### GIVEN TEXT
□ □ □ □

August 6, 2008
“We passed a new law two years ago. We set rules for insurance companies and protection for consumers. For the most part it’s been working well,” the gentleman from Rhode Island shared.
Last week officials from 34 states gathered to compare notes on health care reform. They told stories and shared details from many different health plans. The lessons I learned will help my colleagues and I grapple with one of our most difficult issues.
People agree on the problem. We spend twice what other counties do on health care and yet we are not as healthy. In fact, we are a sicker nation than most of the developed world.
People also agreed on many of the solutions. Fixing health care is a matter of shared benefits and shared responsibility. Government, doctors and hospitals, employers, health plans and people all have a role to play.
To gain the benefits of affordable health care and access for all, of fair payment for hospitals and doctors and affordable coverage for business, every one must share the responsibility. This includes hospitals providing affordable, quality care and sharing the cost savings from their wise decisions. It includes health plans guaranteeing access to affordable coverage and passing the savings on to business and individuals and it includes government providing the rules for a market that works. It also includes families’ responsibility to buy affordable insurance and do their part to prevent health problems.
This is a tall order but not impossible.
I learned other states are moving faster than Wisconsin.
New Jersey recently passed phase one of a two-part public insurance plan to cover everyone. Parents are required to buy coverage for children from the public or a private plan. Under the public plan, the insurance is quite affordable. A policy for one child is $137 a month to a maximum of $411 for multiple children. The next step is including all people in a plan.
Rhode Island created a commissioner of health insurance with consumer protection authority. A number of new rules protect consumers from unsavory insurance practices and gives state law real teeth for enforcement.

□ □ □ □

(Items from a dataset)

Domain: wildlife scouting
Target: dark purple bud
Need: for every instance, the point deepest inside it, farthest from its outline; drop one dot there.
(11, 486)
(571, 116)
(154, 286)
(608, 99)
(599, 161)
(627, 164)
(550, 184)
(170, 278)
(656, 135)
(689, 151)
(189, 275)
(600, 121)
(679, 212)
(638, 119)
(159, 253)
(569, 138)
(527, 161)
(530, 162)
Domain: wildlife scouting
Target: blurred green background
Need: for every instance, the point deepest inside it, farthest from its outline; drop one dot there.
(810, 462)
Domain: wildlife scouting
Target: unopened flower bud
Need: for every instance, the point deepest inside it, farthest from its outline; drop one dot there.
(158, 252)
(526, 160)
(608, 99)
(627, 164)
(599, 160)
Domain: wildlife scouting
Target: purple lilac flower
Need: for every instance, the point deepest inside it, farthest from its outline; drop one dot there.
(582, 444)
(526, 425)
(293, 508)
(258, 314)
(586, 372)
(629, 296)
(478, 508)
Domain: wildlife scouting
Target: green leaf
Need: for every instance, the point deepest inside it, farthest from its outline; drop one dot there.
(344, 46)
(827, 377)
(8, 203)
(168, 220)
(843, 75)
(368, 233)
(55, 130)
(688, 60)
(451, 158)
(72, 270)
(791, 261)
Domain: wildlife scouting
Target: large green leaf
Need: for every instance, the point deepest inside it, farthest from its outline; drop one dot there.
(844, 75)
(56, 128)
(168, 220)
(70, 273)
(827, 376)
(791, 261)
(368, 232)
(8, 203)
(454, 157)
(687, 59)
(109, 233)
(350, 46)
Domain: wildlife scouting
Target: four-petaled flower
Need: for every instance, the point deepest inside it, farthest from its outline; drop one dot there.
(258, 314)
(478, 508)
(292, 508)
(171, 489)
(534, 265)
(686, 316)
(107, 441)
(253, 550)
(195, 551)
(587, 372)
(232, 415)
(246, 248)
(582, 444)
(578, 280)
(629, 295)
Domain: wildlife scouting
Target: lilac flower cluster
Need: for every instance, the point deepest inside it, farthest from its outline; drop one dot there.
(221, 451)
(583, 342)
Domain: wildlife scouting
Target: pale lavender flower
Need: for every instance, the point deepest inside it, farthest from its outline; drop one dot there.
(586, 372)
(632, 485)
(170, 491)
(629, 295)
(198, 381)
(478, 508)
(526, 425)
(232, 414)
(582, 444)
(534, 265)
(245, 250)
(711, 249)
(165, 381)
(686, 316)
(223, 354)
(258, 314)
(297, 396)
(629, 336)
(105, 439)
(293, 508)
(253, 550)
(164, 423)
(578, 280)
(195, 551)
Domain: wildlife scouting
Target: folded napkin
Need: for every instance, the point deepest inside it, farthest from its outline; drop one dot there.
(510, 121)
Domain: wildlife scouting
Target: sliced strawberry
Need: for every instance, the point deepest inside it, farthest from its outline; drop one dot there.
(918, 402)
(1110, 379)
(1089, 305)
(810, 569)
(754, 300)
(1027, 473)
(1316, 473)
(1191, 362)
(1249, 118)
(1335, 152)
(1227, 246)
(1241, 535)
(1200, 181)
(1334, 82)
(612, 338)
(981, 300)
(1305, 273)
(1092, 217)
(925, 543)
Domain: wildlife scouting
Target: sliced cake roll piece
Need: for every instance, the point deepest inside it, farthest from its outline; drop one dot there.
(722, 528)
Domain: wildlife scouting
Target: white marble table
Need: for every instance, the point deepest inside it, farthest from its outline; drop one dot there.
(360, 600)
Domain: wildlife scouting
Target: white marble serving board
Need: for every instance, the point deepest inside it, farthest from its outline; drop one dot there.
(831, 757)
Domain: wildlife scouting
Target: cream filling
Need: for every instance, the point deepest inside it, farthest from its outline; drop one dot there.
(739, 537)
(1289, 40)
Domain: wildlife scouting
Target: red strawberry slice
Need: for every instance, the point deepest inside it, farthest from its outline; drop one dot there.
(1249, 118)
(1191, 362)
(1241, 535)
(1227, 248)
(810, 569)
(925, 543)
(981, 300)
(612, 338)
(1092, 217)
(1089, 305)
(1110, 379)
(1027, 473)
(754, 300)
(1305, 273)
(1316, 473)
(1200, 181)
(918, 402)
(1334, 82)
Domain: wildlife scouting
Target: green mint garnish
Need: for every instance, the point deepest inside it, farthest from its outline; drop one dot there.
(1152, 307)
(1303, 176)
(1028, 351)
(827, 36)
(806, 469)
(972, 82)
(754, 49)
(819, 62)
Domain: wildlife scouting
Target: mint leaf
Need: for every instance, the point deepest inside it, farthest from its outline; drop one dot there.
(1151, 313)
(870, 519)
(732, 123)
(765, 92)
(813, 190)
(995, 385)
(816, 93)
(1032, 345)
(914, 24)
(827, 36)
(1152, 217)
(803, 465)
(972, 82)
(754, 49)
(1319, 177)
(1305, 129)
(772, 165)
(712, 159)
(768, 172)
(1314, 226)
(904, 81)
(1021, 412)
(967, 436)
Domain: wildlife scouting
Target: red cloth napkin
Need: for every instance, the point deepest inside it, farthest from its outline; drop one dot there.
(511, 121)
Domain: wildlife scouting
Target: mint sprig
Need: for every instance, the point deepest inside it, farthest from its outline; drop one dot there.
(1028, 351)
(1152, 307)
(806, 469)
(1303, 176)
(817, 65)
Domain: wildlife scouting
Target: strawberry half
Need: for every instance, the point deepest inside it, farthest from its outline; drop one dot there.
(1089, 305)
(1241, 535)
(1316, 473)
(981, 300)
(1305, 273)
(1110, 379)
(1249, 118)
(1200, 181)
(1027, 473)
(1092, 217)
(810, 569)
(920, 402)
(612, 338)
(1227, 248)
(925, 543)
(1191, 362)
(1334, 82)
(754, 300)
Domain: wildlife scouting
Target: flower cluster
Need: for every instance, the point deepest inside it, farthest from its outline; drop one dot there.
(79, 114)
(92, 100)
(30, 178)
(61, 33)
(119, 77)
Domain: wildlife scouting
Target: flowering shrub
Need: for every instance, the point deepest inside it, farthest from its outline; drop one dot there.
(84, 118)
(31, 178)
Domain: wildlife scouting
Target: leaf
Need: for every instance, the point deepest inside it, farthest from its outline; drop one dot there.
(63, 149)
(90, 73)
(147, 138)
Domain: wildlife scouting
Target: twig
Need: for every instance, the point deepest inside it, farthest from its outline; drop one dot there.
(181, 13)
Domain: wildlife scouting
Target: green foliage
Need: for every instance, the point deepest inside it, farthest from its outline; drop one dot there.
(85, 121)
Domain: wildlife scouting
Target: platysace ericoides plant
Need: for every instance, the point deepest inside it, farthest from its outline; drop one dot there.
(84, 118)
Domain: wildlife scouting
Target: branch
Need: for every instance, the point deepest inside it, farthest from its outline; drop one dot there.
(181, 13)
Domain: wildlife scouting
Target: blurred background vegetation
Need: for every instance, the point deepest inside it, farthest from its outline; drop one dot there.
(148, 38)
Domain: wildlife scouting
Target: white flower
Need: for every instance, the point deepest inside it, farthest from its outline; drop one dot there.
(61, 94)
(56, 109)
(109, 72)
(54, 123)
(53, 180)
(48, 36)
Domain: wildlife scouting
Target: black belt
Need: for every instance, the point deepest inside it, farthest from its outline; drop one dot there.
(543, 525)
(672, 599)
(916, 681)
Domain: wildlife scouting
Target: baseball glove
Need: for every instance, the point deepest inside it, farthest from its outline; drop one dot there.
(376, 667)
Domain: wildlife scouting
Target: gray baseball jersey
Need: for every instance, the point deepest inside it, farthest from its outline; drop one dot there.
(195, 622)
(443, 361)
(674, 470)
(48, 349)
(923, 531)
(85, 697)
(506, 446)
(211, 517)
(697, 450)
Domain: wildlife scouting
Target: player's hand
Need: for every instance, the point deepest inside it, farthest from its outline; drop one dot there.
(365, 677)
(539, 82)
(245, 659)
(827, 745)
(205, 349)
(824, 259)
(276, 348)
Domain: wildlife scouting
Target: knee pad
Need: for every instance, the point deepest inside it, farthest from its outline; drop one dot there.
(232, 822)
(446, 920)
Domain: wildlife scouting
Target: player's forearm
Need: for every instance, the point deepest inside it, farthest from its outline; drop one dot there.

□ □ □ □

### ACTIVITY
Resume the text on health care reform, picking up immediately after its final sentence. The listing is separate material, independent of the text on health care reform.

### ANSWER BOX
Three states have passed significant reform and are now reporting progress. Massachusetts has taken the biggest leap in requiring all people to have health coverage and make the coverage affordable through premium subsidies and substantial insurers’ rules. The uninsured numbers have been cut in half but the state needs a strong economy to continue its commitment. Budget concerns are a challenge for many states.
My time with officials from other states provided a few lessons learned:
- Ideological views of both the left and the right have doomed health care reform. In California, despite popular support of over 70%, the legislative Republicans opposed Republican Governor Schwarzenegger’s plan from the beginning. But the plan was ultimately killed by the Democratic Chair of the Senate Health Committee who felt the plan did not go far enough.
- The ‘status quo’ or no change was the second choice for many groups. When the ‘ideal’ proposal did not have enough support, groups settled for nothing rather than compromise.
- In politics timing is everything. In several states health care reform was derailed when another crisis moved to center stage. Often the crisis was the budget.
- Leadership matters. Strong plans had support from the governor and champions within the legislature. Both are important. Proposals advanced by the Governor without legislative support were often derailed by those not involved in the planning.
- Meet, meet and meet again. Health care reform involves many groups who disagree. Keeping them talking is important, as is keeping the public informed.
- Like all reform, health care reform is easier to stop than pass. The stories I heard were often of failure or only incremental success.
Changing one sixth of the economy is not easy. Working together is the only answer. Learning from the mistakes and successes of other states help us in Wisconsin as we plan for a new legislature in January.